-- DOCUMENT SEGMENT --
▼
Lindbergh panel eyes short-term options for Sperreng Middle space concerns

School district officials formulating RFP for modular buildings

By MIKE ANTHONY

The Lindbergh Board of Education voted unanimously last week to authorize a committee to investigate short-term solutions to provide immediate relief for space concerns at Sperreng Middle School.

The committee will be comprised of Executive Director of Planning and Development Karl Guyer, Chief Financial Officer Pat Lanane, Board of Education Vice President Vic Lenz, Board of Education member David Peek, Sperreng Middle School Principal Jennifer Tiller, Assistant Superintendent for Curriculum and Instruction Nancy Rathjen and two teachers.

During the May 13 Board of Education meeting, Rathjen said, “As we continue to investigate long-term solutions, right now we are asking the board to authorize administration to investigate a short-term solution to provide relief for space concerns at Sperreng for next year …”

Before the vote was taken, board member Mark Rudoff said, “… Short term implies to me this is not an intention for purchase of any property, but rather a lease as far as a revocable-type arrangement. Is that correct?”

Rathjen replied, “That’s right. We’re looking for something that would run three to four years, tops.”

Board Vice President Vic Lenz said, “With the goal being that then we’d come to a permanent solution and this would end.”

Rathjen said, “Absolutely it would end …”

The Board of Education voted unanimously in October to establish a Demographic Task Force comprised of parents, residents and staff members to recommend long-term options to address space concerns at Sperreng, which has an enrollment of 1,321 pupils while the ideal size for a middle school serving grades six through eight is 600 to 800 pupils.

The 53-member Demographic Task Force conducted two public forums in March at which six options were presented to address those space concerns along with projected costs from Guyer.

At the March 19 forum, Superintendent Jim Sandfort noted that a bond issue would be needed to fund whichever option is selected by the board.
▲
-- EXERCISE INSTRUCTIONS --
A. From the Sperreng Middle School article, extract word for word everything from "The Lindbergh Board" down to "and two teachers.".
B. According to the Sperreng Middle School article, what is the school's enrollment?

-- RECORDED DATA --
▼
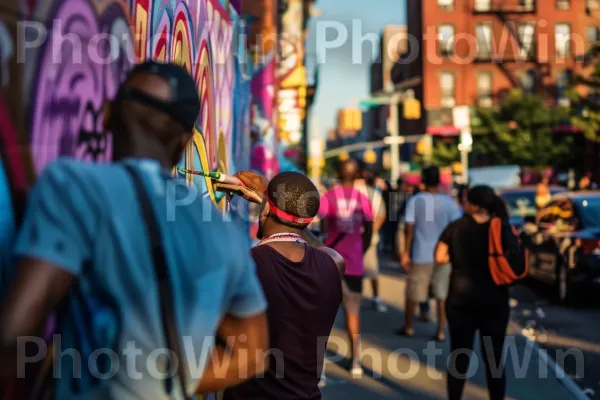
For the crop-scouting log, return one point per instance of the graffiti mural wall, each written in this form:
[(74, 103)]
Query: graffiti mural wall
▲
-- SOLUTIONS PER TASK --
A.
The Lindbergh Board of Education voted unanimously last week to authorize a committee to investigate short-term solutions to provide immediate relief for space concerns at Sperreng Middle School.

The committee will be comprised of Executive Director of Planning and Development Karl Guyer, Chief Financial Officer Pat Lanane, Board of Education Vice President Vic Lenz, Board of Education member David Peek, Sperreng Middle School Principal Jennifer Tiller, Assistant Superintendent for Curriculum and Instruction Nancy Rathjen and two teachers.

B. 1,321 pupils